* start *

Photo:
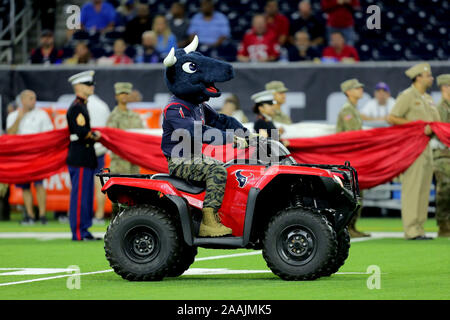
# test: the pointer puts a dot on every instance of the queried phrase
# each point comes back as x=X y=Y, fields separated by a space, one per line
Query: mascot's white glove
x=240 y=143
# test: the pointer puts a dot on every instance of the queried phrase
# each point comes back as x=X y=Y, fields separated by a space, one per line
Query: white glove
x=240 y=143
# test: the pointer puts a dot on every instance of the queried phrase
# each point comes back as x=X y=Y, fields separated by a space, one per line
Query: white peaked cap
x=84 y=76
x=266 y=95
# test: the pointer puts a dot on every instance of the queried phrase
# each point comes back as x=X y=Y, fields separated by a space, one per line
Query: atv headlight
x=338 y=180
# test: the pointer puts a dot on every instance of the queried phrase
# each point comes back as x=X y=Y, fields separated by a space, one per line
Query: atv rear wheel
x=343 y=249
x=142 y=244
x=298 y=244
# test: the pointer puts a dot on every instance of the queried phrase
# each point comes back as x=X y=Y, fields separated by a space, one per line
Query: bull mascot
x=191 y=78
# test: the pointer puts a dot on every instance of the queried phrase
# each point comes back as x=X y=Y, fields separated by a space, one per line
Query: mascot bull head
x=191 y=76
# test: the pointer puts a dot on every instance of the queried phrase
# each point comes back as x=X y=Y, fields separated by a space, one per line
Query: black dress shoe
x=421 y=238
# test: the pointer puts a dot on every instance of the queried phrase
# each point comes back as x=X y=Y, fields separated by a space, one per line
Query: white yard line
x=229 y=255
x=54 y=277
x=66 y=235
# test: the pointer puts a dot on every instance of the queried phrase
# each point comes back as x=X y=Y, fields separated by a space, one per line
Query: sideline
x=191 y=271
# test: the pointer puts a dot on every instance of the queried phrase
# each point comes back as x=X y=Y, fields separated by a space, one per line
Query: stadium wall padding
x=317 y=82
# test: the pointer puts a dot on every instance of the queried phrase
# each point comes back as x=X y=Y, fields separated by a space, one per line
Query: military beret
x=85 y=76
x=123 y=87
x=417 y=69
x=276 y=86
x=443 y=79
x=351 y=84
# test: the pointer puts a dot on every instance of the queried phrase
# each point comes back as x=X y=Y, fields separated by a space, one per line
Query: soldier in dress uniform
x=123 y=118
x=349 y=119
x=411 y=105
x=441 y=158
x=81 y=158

* end *

REQUIRED TASK> Gather every line of the entries above that contains the word "dress", and copy each one in full.

TASK ANSWER>
Query: black dress shoe
Query: soldier in dress uniform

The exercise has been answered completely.